# Short-term reversal alpha factor

## Introduction

The concept of market efficiency is frequently being debated by academics and those in the finance industry. On one hand, many believe in the Efficient Market Hypothesis. The EMH, suggests that stock prices fully reflect all available information about a firm’s value making it impossible for someone to gain excess profits. This opinion is supported by research conducted by Eugene F. Fama in the 1960s (1). Under this hypothesis, short term deviations in prices are expected to be random and unpredictable (2).
━━━━━━━━
- Problem A -
Output every one of the records below the article on short-term reversal exactly as they appear, leaving out the images.
━━━━━━━━
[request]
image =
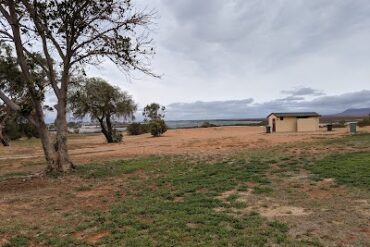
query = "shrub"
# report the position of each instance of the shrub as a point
(117, 136)
(364, 122)
(207, 125)
(157, 127)
(137, 129)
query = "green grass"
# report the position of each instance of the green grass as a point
(350, 169)
(150, 215)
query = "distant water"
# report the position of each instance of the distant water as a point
(178, 124)
(198, 123)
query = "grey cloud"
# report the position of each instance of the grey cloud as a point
(304, 91)
(248, 109)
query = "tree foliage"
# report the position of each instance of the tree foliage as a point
(100, 101)
(61, 37)
(154, 115)
(154, 111)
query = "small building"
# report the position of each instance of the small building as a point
(294, 121)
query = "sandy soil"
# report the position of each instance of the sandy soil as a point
(25, 156)
(336, 214)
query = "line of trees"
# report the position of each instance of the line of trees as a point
(99, 100)
(50, 42)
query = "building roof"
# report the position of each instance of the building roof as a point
(295, 114)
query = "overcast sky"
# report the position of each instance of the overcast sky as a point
(246, 58)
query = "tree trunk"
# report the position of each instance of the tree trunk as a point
(61, 150)
(44, 137)
(104, 130)
(3, 139)
(109, 129)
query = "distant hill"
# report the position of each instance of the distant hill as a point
(360, 112)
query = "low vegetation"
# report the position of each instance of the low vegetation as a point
(154, 116)
(274, 197)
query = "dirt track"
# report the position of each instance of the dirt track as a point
(89, 148)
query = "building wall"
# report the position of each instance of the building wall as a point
(288, 124)
(307, 124)
(294, 124)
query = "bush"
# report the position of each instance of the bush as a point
(117, 136)
(207, 125)
(364, 122)
(157, 127)
(137, 129)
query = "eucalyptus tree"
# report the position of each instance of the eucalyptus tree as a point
(67, 36)
(103, 102)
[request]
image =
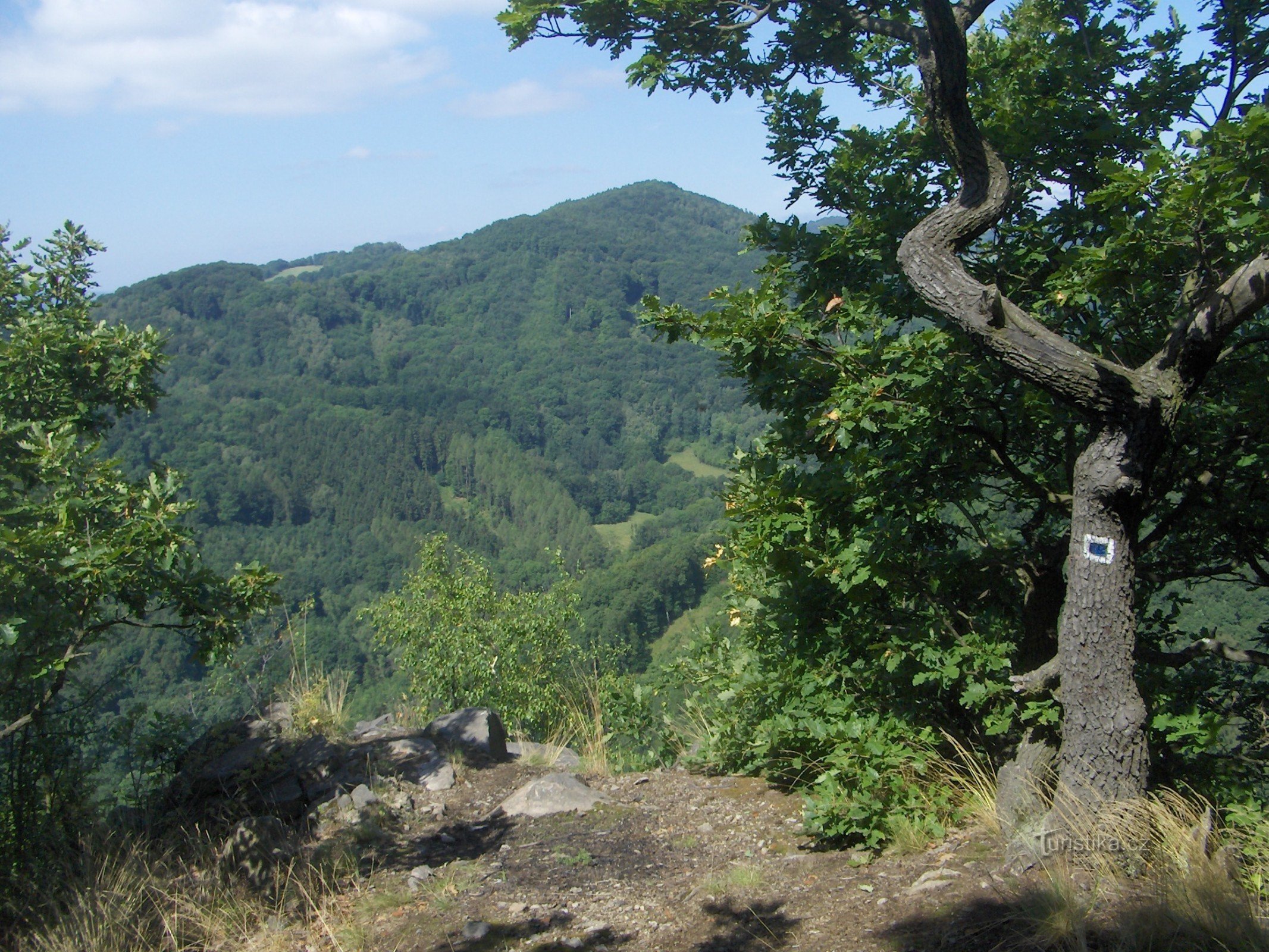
━━━━━━━━
- Problem B -
Return the part of the short-term reversal article starting at "# Short-term reversal" and ending at "and unpredictable (2).", copied without any change.

- Finished answer A -
[request]
image =
query = "shrub"
# report the position of each instance of the shrub as a point
(117, 136)
(364, 122)
(207, 125)
(157, 127)
(137, 129)
query = "green grass"
# report the position of each instance of the green grass as a point
(350, 169)
(150, 215)
query = "distant water"
# report the position of each instance of the distant water as a point
(178, 124)
(198, 123)
query = "grey cloud"
# report the position of each instance of the grey cloud as a point
(304, 91)
(248, 109)
query = "tree foliage"
# report the position of each instance of the tree foliage as a point
(100, 101)
(61, 37)
(154, 115)
(154, 111)
query = "small building"
# report the position of each instance of the small building as a point
(294, 121)
query = "sandy soil"
# report the position of each instance of the sandy soil as a point
(25, 156)
(336, 214)
query = "line of trees"
# report the position of each instance of the line of trees as a point
(99, 100)
(50, 42)
query = "building roof"
# report the position of each instance of the building roof as a point
(295, 114)
query = "overcast sky"
# report the position of each instance of the overcast sky as a point
(246, 58)
query = "tree trunk"
# report the position of each instance of the tree trunk as a point
(61, 150)
(44, 137)
(104, 130)
(3, 139)
(109, 129)
query = "distant hill"
# report the position of each instance of the distant hill as a point
(360, 112)
query = "low vegetation"
# report the position of each instance of the low vegetation as a point
(154, 116)
(274, 197)
query = "dirt track"
# report the position of each instance of the dirt track as a point
(89, 148)
query = "building wall"
# report the position of each instance of the building wall as a point
(288, 124)
(307, 124)
(294, 124)
query = "bush"
# report the position of each instance of the bush as a point
(117, 136)
(207, 125)
(364, 122)
(157, 127)
(137, 129)
query = "eucalyptus tree"
# report the position of each instance of the eucalyptus tree as a point
(67, 36)
(103, 102)
[request]
image =

- Finished answer B -
# Short-term reversal alpha factor

## Introduction

The concept of market efficiency is frequently being debated by academics and those in the finance industry. On one hand, many believe in the Efficient Market Hypothesis. The EMH, suggests that stock prices fully reflect all available information about a firm’s value making it impossible for someone to gain excess profits. This opinion is supported by research conducted by Eugene F. Fama in the 1960s (1). Under this hypothesis, short term deviations in prices are expected to be random and unpredictable (2).